--- START OF PASSAGE GIVEN ---

Standard TRG uses SVD to split tensors. The author introduces a Symmetric SVD based on the Eigendecomposition (ED) for tensors satisfying diagonal reflection symmetry.

Instead of standard SVD, the tensor is treated as a symmetric matrix along the reflection axis.
The decomposition yields a diagonal matrix of eigenvalues ( $\Lambda$ ) and eigenvectors ( $v$ ).
The sign of the eigenvalues is extracted into a new bond matrix $\sigma'$ , while the absolute values are distributed to the tensors.
Key Theorem: This splitting naturally preserves the "weak form" of lattice symmetries and ensures the resulting 3-leg tensors satisfy a specific "SWAP-gauge" symmetry property.

C. Loop Optimization with Symmetry Constraints

To reduce truncation errors (Entanglement Filtering), the author integrates Loop Optimization (from Loop-TNR) into the symmetric TRG framework.

Challenge: Standard loop optimization updates tensors in a series, which breaks lattice rotation/reflection symmetries.
Solution: The optimization is performed on a "redundant entanglement" loop (Corner-Double Line, CDL) using a specific update rule derived from the Full Environment Truncation (FET) framework.

--- END OF PASSAGE GIVEN ---

■ **INSTRUCTIONS**
(1) Check each statement against the passage on symmetric TRG and mark it yes or no, quoting the words that decide it: (a) The signs of the eigenvalues go into a new bond matrix. (b) Standard loop optimization keeps lattice rotation and reflection symmetries intact. (c) The Symmetric SVD is built on the eigendecomposition.
(2) In the passage on symmetric TRG, which framework does the update rule for the loop optimization come from?
(3) Translate this sentence from the passage on symmetric TRG into Spanish: "Instead of standard SVD, the tensor is treated as a symmetric matrix along the reflection axis."
Use only the passage on symmetric TRG to do this work.

--- START OF PROVIDED DATA ---

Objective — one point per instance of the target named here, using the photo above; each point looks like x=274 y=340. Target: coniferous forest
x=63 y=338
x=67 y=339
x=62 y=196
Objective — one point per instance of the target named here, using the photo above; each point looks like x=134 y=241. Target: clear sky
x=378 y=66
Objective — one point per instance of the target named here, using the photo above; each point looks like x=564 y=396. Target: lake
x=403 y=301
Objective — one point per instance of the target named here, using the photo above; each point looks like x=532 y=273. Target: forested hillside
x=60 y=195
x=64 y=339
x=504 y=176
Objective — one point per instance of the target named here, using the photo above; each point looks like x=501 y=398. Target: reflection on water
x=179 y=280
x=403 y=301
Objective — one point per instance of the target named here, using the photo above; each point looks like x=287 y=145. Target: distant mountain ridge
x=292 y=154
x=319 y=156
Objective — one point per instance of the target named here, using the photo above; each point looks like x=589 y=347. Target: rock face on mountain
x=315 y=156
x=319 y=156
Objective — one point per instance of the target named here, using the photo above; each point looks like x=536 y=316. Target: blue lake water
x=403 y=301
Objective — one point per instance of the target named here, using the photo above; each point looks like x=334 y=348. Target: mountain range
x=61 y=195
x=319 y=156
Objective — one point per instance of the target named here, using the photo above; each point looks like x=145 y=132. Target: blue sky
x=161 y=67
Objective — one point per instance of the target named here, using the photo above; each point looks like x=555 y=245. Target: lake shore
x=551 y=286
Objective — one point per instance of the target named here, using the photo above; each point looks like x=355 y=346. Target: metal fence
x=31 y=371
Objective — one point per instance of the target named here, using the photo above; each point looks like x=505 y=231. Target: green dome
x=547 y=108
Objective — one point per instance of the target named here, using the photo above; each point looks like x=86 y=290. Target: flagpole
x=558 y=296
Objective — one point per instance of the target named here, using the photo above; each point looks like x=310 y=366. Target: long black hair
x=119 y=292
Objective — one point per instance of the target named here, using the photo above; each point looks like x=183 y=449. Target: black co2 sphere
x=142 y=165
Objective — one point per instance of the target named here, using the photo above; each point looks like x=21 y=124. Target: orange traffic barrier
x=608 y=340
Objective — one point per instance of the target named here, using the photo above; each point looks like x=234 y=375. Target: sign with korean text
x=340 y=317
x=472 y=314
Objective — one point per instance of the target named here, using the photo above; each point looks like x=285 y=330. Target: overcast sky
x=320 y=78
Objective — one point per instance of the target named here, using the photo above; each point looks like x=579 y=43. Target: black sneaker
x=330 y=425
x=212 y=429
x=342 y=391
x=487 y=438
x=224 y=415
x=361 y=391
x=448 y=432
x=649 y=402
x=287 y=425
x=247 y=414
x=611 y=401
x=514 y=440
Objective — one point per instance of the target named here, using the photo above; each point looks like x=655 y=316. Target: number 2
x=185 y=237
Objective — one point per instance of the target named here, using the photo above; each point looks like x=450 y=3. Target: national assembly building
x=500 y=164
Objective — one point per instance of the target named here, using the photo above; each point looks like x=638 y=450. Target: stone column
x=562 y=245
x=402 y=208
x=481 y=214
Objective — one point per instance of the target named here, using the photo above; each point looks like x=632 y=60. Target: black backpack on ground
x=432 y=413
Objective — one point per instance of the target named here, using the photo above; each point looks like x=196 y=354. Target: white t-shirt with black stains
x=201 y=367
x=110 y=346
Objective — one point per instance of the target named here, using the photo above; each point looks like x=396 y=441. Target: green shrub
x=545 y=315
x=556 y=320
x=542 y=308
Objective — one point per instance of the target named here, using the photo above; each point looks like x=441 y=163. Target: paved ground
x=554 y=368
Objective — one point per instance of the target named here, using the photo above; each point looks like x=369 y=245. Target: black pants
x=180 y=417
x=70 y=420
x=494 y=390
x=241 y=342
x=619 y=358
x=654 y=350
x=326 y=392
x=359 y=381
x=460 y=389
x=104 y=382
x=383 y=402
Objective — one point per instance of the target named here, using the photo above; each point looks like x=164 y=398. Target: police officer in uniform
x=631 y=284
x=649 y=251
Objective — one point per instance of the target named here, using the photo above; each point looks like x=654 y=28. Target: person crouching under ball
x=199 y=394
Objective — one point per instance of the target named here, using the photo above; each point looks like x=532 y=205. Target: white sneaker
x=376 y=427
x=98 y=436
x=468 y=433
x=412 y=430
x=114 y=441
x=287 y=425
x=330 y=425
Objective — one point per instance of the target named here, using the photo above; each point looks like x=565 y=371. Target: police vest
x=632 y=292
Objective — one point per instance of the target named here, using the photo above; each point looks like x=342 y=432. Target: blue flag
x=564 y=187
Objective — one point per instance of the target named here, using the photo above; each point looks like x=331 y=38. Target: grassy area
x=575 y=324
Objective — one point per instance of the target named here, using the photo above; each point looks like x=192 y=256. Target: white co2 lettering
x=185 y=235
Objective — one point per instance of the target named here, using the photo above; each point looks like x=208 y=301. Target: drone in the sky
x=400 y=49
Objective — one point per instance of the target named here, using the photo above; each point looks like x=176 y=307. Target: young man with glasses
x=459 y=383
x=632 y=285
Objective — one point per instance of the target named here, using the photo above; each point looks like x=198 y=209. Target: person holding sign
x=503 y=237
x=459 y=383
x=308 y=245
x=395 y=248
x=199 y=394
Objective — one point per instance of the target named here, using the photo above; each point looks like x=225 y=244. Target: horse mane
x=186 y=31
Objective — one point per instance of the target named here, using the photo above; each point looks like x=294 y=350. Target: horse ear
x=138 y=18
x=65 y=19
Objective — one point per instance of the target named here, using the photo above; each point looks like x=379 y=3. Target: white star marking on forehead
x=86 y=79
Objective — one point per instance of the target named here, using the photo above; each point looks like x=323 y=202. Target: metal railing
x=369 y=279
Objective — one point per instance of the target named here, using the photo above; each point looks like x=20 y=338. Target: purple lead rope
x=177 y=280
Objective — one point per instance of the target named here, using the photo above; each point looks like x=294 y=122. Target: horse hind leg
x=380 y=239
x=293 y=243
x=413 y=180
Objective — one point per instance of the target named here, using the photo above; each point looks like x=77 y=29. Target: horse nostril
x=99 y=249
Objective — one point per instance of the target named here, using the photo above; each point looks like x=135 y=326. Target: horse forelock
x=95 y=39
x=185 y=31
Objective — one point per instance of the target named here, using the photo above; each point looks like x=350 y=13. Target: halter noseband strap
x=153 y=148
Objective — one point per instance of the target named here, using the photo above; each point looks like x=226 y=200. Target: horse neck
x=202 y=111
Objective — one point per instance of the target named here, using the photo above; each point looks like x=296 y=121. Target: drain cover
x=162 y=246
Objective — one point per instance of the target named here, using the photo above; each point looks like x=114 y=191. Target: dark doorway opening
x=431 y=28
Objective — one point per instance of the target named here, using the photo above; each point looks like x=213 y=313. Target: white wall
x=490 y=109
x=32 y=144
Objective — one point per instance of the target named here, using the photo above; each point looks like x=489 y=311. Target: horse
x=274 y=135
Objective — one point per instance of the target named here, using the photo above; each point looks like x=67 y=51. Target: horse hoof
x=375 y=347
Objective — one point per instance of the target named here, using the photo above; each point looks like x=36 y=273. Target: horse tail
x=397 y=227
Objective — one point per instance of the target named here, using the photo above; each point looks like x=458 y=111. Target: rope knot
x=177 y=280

--- END OF PROVIDED DATA ---

■ **RESPONSES FOR EACH TASK**
(1)
(a) Yes: "The sign of the eigenvalues is extracted into a new bond matrix"
(b) No: "Standard loop optimization updates tensors in a series, which breaks lattice rotation/reflection symmetries."
(c) Yes: "a Symmetric SVD based on the Eigendecomposition (ED)"

(2) The Full Environment Truncation (FET) framework.

(3) En lugar de la SVD estándar, el tensor se trata como una matriz simétrica a lo largo del eje de reflexión.